### [WHAT IS EXPECTED]
Turn every line of the records below into a Markdown table with the columns "Row" and "Text". Number each row and skip blank lines.

### [INFORMATION SUPPLIED]
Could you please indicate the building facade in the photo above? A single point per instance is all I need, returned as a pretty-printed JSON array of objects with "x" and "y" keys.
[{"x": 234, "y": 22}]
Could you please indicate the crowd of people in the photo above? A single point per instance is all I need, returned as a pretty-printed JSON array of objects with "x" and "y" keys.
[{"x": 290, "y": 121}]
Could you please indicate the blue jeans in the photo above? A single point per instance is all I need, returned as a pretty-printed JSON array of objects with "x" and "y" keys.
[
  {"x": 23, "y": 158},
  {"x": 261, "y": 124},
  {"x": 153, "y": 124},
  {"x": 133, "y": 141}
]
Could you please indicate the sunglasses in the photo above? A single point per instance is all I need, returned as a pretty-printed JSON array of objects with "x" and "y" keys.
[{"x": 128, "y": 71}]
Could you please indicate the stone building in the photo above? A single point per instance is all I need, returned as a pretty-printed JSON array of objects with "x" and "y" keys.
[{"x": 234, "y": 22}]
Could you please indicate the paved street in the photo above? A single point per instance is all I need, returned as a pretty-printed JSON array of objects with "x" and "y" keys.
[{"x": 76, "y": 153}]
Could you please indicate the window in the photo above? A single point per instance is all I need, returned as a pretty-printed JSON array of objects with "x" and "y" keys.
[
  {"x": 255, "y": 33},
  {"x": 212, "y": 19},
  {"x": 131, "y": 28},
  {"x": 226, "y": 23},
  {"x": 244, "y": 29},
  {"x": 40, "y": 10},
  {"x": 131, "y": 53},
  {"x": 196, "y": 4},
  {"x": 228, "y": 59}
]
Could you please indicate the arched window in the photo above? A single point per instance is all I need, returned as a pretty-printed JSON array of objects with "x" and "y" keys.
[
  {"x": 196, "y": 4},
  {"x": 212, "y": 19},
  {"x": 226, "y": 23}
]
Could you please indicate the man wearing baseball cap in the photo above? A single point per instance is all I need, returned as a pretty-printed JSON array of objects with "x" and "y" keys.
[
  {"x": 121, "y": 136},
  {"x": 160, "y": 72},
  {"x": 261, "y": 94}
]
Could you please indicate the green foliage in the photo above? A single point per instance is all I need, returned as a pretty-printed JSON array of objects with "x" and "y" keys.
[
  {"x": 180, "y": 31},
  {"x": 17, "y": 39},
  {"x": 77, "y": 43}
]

### [OUTPUT BELOW]
| Row | Text |
|---|---|
| 1 | Could you please indicate the building facade in the photo above? A single point per instance is all I need, returned as a pretty-printed JSON array of objects with "x" and "y" keys. |
| 2 | [{"x": 234, "y": 22}] |
| 3 | Could you please indicate the crowd of people in the photo above? A single point per instance is all I need, returned as a pretty-printed JSON array of objects with "x" and "y" keys. |
| 4 | [{"x": 290, "y": 121}] |
| 5 | Could you please indicate the blue jeans in the photo above? A single point per instance is all I need, returned as a pretty-printed JSON array of objects with "x" and "y" keys. |
| 6 | [ |
| 7 |   {"x": 23, "y": 158}, |
| 8 |   {"x": 261, "y": 124}, |
| 9 |   {"x": 153, "y": 124}, |
| 10 |   {"x": 133, "y": 141} |
| 11 | ] |
| 12 | Could you please indicate the sunglasses in the photo above? A single point per instance is all I need, returned as a pretty-printed JSON array of objects with "x" and "y" keys. |
| 13 | [{"x": 128, "y": 71}] |
| 14 | Could you please indicate the stone building in the photo above? A single point per instance is all I need, returned as a pretty-printed JSON array of objects with "x" and "y" keys. |
| 15 | [{"x": 234, "y": 22}] |
| 16 | Could you please indicate the paved street in the photo above? A single point per instance is all I need, returned as a pretty-printed JSON array of objects with "x" and "y" keys. |
| 17 | [{"x": 76, "y": 153}] |
| 18 | Could you please indicate the window in the photo above? A single point per instance is all I need, returned as a pretty-printed JSON array of objects with "x" and "y" keys. |
| 19 | [ |
| 20 |   {"x": 255, "y": 33}, |
| 21 |   {"x": 212, "y": 19}, |
| 22 |   {"x": 131, "y": 28}, |
| 23 |   {"x": 226, "y": 23}, |
| 24 |   {"x": 244, "y": 29}, |
| 25 |   {"x": 40, "y": 10}, |
| 26 |   {"x": 131, "y": 53}, |
| 27 |   {"x": 196, "y": 4}, |
| 28 |   {"x": 228, "y": 59} |
| 29 | ] |
| 30 | Could you please indicate the arched window in the photo above? A single point per instance is all I need, returned as a pretty-printed JSON array of objects with "x" and "y" keys. |
| 31 | [ |
| 32 |   {"x": 196, "y": 4}, |
| 33 |   {"x": 212, "y": 19}, |
| 34 |   {"x": 226, "y": 23} |
| 35 | ] |
| 36 | Could you please indicate the man wearing baseball cap in the photo above? A single point per instance is all I need, returned as a pretty-printed JSON array of objects with "x" and "y" keys. |
| 37 | [ |
| 38 |   {"x": 121, "y": 136}, |
| 39 |   {"x": 160, "y": 72}, |
| 40 |   {"x": 261, "y": 94} |
| 41 | ] |
| 42 | Could you please indicate the green foliage in the photo above? A single point per instance is all I need, returned as a pretty-printed JSON array of objects with "x" and "y" keys. |
| 43 | [ |
| 44 |   {"x": 180, "y": 31}, |
| 45 |   {"x": 17, "y": 39}, |
| 46 |   {"x": 77, "y": 43} |
| 47 | ] |